**Excerpted passage**
________
= Samhita =

Indian Hindu text, the oldest layer of the Vedas

Samhita (IAST: Saṃhitā) literally means "put together, joined, union", a "collection", and "a methodical, rule-based combination of text or verses". Saṃhitā also refers to the most ancient layer of text in the Vedas, consisting of mantras, hymns, prayers, litanies and benedictions.

Parts of Vedic Samhitas constitute the oldest living part of Hindu tradition.

==Etymology==
Samhita is a Sanskrit word from the prefix sam (सम्), 'together', and hita (हित), the past participle of the verbal root dhā (धा) 'put'. The combination word thus means "put together, joined, compose, arrangement, place together, union", something that agrees or conforms to a principle such as dharma or in accordance with justice, and "connected with". Samhitā (संहिता) in the feminine form of the past participle, is used as a noun meaning "conjunction, connection, union", "combination of letters according to euphonic rules", or "any methodically arranged collection of texts or verses".

==Discussion==
In the most generic context, a Samhita may refer to any methodical collection of text or verses: any shastra, sutra, or Sanskrit Epic, along with Vedic texts, might be referred to as a Samhita.

Samhita in contemporary literature, however, typically refers to the bodies of metrically precise texts which make up the most archaic parts of each Veda: these are mantras (sacred sounds with or without literal meaning), as well as panegyrics, prayers, litanies and benedictions petitioning nature or Vedic deities. A Vedic Samhita is, therefore, the collection of such texts as found in one of the Vedas (Rigveda, Yajurveda, Samaveda and Atharvaveda).

The Vedas have been divided into four styles of texts – the Samhitas (mantras and benedictions), the Brahmanas (text on rituals, ceremonies, sacrifices and symbolic-sacrifices), the Aranyakas (commentaries on rituals, ceremonies and sacrifices), and the Upanishads (text discussing meditation, philosophy and spiritual knowledge). The Samhitas are sometimes identified as karma-khanda (कर्म खण्ड, action / ritual-related section), while the Upanishads are identified as jnana-khanda (ज्ञान खण्ड, knowledge / spirituality-related section). The Aranyakas and Brahmanas are variously classified, sometimes as the ceremonial karma-khanda, other times (or parts of them) as the jnana-khanda.

The Vedic Samhitas were chanted during ceremonies and rituals, and parts of it remain the oldest living part of Hindu tradition.

A collective study of Vedas and later text suggests that the compendium of Samhitas and associated Vedic texts were far larger than currently available. However, most have been lost at some point or over a period of Indian history.
________
**Provided data**

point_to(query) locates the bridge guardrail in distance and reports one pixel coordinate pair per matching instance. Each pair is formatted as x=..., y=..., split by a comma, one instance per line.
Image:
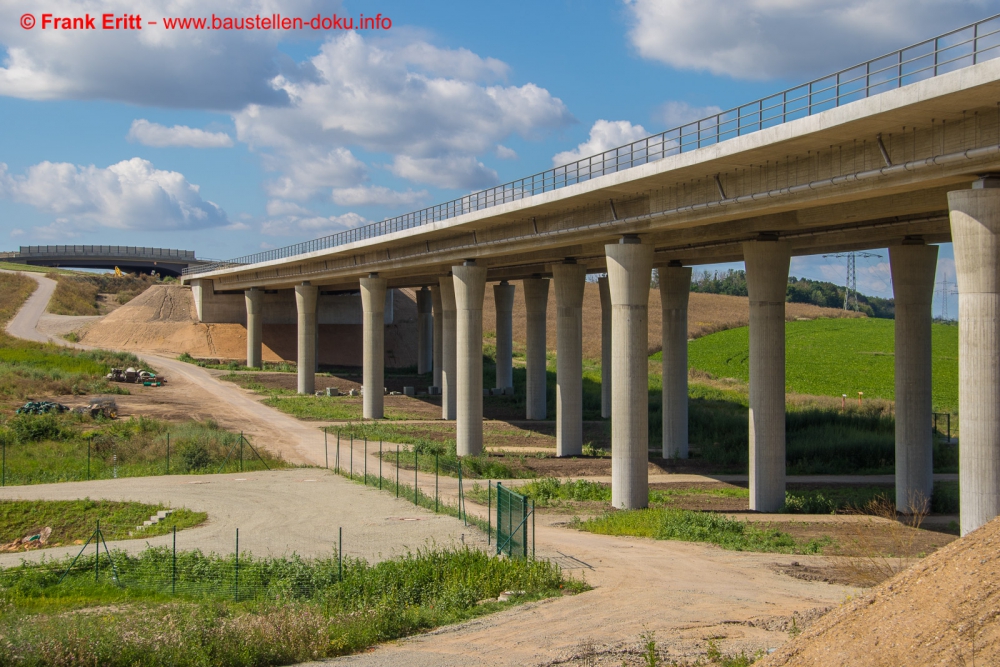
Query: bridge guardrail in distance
x=953, y=50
________
According to the Samhita article, which section of the Vedas are the Upanishads identified as? The lines that come after the Samhita article are unrelated material.

The Upanishads are identified as jnana-khanda, the knowledge / spirituality-related section.